## The problem
Only the lines below starting at the one that contains "391, row 507" and ending at the one that contains "310, row 235" are to be reproduced, exactly and with both ends kept.

Stored dataset items
——

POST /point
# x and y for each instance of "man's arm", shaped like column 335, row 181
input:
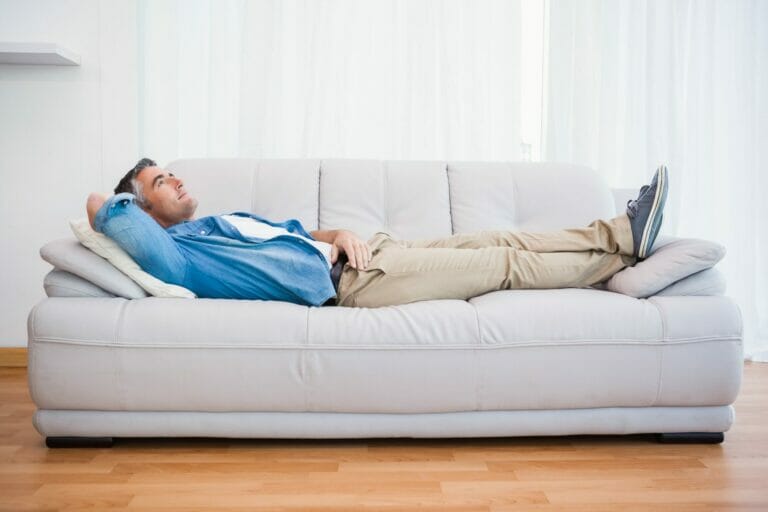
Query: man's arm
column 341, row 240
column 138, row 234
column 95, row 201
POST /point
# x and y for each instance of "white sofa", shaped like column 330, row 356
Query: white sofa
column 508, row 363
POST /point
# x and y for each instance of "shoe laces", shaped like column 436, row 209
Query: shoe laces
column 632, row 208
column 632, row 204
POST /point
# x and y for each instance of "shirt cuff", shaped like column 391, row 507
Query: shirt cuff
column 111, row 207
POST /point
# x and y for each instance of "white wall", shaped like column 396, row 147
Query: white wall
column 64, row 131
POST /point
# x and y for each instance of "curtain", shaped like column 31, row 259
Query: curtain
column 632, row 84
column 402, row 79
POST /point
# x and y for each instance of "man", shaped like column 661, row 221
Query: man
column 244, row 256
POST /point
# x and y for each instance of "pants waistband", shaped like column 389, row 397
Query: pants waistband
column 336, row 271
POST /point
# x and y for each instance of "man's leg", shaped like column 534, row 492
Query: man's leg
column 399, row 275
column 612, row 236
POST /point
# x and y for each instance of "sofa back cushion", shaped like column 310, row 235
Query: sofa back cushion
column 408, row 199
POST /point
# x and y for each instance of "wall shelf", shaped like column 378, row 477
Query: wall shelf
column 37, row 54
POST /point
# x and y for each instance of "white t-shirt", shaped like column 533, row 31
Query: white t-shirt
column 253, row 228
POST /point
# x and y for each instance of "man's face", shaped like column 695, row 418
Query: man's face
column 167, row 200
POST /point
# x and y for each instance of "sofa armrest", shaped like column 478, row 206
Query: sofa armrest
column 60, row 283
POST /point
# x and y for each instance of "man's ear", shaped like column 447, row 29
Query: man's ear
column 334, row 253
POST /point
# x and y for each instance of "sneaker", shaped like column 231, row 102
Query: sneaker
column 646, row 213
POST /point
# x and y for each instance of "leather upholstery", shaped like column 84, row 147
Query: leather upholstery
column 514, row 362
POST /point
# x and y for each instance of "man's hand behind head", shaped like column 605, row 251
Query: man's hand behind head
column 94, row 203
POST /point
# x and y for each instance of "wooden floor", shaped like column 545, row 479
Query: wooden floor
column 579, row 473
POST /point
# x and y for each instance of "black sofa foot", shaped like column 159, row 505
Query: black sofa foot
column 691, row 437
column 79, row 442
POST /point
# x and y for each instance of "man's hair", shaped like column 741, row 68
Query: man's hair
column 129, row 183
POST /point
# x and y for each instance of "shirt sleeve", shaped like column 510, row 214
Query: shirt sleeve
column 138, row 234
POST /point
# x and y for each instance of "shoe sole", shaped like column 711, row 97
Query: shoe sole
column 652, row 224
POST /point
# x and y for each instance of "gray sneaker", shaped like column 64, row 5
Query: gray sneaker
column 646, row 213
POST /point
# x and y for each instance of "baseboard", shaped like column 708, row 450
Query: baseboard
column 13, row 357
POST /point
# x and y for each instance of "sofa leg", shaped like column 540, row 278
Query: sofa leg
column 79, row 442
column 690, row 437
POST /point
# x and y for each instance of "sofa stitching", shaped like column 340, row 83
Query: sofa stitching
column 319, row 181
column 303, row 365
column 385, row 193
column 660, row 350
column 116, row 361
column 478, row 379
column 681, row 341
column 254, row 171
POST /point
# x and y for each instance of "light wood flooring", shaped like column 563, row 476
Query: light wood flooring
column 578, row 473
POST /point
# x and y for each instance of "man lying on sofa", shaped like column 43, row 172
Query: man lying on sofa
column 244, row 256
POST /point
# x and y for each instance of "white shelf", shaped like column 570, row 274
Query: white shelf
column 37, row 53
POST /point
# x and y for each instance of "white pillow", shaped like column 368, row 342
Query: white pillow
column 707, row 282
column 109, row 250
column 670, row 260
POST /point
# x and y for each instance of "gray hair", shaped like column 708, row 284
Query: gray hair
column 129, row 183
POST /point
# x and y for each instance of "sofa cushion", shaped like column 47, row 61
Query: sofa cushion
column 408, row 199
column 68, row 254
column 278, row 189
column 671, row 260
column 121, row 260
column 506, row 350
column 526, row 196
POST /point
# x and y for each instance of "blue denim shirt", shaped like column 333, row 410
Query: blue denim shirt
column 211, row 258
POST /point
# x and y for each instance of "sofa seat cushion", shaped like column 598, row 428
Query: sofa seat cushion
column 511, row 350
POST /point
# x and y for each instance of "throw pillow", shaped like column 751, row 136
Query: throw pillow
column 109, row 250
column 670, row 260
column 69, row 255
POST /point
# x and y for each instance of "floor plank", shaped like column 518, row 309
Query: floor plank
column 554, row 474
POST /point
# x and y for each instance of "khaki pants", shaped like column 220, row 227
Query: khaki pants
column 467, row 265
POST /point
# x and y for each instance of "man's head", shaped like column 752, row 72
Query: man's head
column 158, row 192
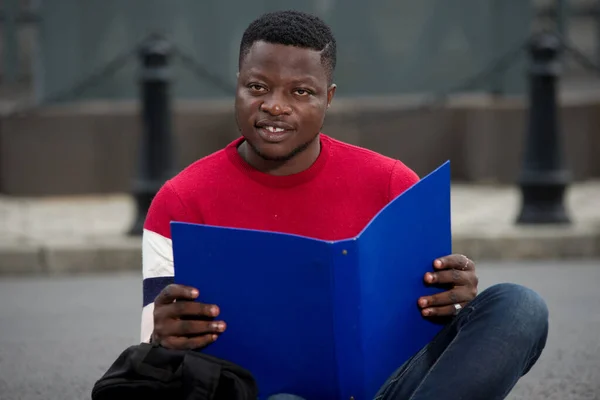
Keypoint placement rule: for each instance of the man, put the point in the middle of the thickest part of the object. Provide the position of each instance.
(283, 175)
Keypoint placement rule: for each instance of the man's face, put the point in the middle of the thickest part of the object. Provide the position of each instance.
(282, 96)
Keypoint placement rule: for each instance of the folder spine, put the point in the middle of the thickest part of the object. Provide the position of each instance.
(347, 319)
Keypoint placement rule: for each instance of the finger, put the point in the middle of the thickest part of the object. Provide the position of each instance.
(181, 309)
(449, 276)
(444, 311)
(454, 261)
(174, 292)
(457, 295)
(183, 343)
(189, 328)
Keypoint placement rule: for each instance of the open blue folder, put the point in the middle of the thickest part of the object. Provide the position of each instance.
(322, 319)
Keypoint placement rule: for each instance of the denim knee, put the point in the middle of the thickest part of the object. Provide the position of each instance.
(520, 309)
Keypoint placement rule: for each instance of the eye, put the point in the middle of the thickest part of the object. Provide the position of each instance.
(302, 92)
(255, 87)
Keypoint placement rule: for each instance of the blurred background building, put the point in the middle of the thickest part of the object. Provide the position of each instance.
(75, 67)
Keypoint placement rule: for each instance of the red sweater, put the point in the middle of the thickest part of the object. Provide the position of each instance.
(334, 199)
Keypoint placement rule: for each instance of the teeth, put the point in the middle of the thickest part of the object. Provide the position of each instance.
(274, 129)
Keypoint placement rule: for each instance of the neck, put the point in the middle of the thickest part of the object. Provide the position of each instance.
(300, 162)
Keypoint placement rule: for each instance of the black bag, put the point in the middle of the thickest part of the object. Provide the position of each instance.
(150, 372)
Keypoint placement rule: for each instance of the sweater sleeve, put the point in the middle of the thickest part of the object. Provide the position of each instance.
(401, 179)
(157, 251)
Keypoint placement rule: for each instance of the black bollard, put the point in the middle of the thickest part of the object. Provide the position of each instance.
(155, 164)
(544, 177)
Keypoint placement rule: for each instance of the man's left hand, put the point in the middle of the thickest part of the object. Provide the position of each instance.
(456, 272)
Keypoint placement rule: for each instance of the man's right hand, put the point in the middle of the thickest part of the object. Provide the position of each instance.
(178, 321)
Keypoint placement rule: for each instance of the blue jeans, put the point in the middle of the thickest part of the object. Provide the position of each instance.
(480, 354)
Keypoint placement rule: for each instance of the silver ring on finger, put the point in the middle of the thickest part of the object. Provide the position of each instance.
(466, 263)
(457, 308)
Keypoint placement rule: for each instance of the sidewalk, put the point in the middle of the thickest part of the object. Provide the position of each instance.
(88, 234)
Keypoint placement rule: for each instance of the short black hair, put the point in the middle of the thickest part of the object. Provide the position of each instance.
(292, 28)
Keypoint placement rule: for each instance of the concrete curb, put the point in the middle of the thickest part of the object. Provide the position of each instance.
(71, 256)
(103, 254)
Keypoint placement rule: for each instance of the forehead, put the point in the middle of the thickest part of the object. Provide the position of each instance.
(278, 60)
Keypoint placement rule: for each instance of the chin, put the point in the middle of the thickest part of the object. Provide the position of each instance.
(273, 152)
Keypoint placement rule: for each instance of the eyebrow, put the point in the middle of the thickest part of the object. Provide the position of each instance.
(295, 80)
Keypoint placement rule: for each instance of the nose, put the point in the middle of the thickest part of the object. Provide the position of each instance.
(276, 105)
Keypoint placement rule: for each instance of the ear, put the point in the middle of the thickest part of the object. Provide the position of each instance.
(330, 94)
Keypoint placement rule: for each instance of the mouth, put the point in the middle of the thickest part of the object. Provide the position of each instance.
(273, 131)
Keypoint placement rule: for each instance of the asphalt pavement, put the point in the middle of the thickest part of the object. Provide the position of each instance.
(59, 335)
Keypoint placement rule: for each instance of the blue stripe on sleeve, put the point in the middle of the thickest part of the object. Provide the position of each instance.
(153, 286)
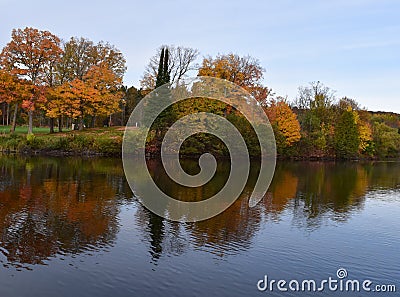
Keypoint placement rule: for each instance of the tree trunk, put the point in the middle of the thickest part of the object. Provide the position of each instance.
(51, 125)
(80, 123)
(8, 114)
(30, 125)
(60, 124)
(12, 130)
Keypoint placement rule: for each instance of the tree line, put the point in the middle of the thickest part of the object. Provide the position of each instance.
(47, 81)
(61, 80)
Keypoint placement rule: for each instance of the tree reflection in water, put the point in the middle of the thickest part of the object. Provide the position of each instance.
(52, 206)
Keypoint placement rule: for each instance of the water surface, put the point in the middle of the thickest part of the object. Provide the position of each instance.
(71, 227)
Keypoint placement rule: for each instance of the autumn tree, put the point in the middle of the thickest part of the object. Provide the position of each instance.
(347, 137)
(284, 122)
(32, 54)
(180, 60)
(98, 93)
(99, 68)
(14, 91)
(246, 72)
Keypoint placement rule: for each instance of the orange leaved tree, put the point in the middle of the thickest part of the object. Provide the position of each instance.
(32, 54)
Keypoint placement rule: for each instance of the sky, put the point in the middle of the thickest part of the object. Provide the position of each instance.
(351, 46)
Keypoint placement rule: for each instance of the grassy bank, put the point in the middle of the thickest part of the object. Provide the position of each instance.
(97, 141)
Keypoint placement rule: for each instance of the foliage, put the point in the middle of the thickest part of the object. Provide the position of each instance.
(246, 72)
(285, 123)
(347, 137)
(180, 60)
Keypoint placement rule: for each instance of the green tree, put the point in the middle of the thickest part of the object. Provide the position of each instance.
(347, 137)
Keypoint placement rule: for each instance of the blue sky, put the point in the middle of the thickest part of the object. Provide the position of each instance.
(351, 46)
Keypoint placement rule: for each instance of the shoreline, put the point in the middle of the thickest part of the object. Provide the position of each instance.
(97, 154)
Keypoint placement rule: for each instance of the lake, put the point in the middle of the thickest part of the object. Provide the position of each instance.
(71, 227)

——

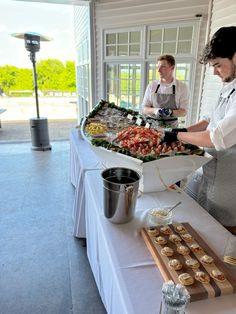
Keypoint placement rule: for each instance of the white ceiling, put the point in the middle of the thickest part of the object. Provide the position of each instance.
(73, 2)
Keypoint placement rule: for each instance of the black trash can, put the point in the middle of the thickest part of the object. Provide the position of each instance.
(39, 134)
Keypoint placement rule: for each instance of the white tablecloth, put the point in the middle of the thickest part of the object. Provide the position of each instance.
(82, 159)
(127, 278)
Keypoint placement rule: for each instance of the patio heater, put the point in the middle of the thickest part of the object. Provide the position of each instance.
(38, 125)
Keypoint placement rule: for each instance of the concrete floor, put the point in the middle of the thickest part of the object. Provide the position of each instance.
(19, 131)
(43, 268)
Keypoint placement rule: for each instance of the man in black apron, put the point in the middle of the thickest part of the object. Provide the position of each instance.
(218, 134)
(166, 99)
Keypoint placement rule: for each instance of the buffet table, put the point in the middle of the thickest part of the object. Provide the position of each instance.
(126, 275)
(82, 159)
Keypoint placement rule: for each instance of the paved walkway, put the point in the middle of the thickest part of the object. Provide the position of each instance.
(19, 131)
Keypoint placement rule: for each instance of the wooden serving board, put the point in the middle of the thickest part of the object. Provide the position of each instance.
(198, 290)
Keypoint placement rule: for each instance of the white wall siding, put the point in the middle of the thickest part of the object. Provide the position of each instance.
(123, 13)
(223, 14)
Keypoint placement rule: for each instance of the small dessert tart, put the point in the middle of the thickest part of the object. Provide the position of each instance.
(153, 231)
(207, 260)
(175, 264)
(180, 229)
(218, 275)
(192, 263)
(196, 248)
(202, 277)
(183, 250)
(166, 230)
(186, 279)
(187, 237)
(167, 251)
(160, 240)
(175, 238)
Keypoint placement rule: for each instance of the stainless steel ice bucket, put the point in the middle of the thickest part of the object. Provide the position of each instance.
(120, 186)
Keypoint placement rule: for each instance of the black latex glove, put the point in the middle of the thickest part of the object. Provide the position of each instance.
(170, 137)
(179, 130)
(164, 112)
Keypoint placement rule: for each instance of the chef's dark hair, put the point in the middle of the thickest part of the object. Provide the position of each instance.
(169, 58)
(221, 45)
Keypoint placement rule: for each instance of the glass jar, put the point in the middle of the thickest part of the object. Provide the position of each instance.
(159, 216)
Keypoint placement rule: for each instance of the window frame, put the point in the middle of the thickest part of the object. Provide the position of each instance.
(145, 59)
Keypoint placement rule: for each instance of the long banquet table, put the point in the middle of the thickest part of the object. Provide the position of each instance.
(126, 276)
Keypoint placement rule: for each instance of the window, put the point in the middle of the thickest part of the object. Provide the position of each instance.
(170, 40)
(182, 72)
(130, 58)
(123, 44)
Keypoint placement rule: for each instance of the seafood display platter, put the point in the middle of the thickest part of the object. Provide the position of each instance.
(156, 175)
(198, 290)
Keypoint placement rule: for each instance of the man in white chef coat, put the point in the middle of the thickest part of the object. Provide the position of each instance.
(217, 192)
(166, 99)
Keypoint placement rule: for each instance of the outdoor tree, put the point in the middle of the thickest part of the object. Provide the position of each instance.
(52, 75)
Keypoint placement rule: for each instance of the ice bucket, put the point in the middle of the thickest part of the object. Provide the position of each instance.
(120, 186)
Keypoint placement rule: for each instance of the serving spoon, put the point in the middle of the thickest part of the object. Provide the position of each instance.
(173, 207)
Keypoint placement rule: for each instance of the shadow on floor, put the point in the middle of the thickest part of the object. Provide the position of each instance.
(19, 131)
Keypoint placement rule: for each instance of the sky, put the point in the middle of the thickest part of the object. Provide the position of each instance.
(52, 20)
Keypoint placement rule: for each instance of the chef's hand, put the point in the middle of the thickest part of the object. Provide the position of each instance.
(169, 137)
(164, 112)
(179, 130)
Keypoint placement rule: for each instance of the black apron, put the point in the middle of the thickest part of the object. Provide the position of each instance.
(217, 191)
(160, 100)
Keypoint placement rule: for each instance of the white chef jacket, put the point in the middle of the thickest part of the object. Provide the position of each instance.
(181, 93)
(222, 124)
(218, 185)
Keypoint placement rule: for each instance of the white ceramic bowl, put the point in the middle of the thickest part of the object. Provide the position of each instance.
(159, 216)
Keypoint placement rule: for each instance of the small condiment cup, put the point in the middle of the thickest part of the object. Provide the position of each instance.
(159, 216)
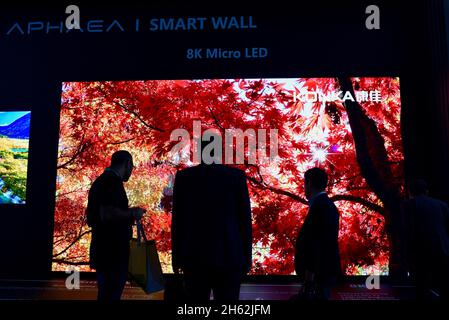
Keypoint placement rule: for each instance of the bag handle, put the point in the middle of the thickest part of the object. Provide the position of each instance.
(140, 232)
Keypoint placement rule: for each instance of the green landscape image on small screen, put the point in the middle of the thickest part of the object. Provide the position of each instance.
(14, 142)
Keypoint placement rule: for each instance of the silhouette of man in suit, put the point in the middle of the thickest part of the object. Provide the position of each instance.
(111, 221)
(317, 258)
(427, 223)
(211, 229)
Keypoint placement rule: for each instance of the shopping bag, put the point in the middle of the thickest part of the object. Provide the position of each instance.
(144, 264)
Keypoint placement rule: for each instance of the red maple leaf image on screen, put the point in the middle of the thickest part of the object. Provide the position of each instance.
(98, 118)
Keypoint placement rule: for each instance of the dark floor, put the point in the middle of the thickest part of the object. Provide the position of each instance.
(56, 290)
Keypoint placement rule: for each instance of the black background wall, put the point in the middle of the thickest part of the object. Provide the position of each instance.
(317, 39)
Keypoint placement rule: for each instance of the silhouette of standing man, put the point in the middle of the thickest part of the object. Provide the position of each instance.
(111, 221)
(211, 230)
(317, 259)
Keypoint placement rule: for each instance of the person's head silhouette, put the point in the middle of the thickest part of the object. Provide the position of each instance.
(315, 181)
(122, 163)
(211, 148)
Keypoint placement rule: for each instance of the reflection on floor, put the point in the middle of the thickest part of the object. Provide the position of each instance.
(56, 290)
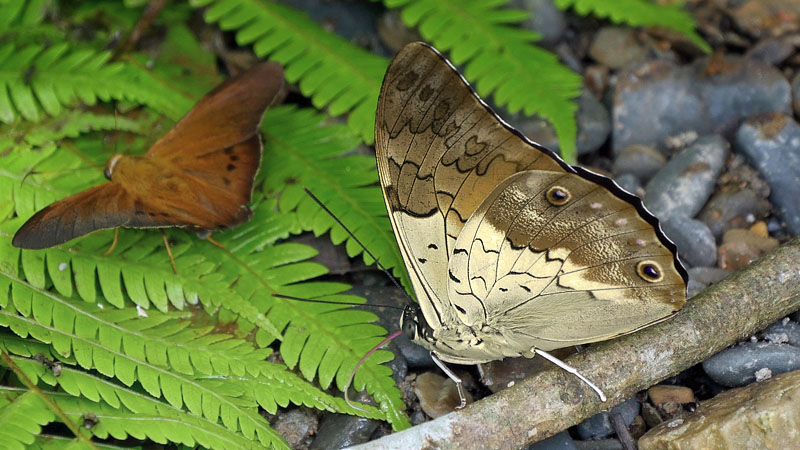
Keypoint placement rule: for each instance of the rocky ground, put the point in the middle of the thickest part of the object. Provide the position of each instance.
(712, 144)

——

## Answer section
# x and y for each instance of "shirt cuff", shaped like column 391, row 507
Query: shirt cuff
column 111, row 207
POST /point
# x and y for each instance of "white wall", shaped like column 396, row 147
Query: white wall
column 64, row 131
POST /point
# x and y for each instance of "curtain", shaped like column 31, row 259
Query: curtain
column 632, row 84
column 402, row 79
POST /point
# x and y for each instance of "man", shaped like column 661, row 221
Query: man
column 244, row 256
POST /point
# x and y for each instance of "pants waistband", shaped like column 389, row 397
Query: pants waistband
column 336, row 271
POST /point
# x and y for each instance of "man's leg", shaped like column 534, row 492
Query: man's leg
column 399, row 275
column 612, row 236
POST /point
# x and y for each instance of "sofa back cushion", shaped like column 310, row 235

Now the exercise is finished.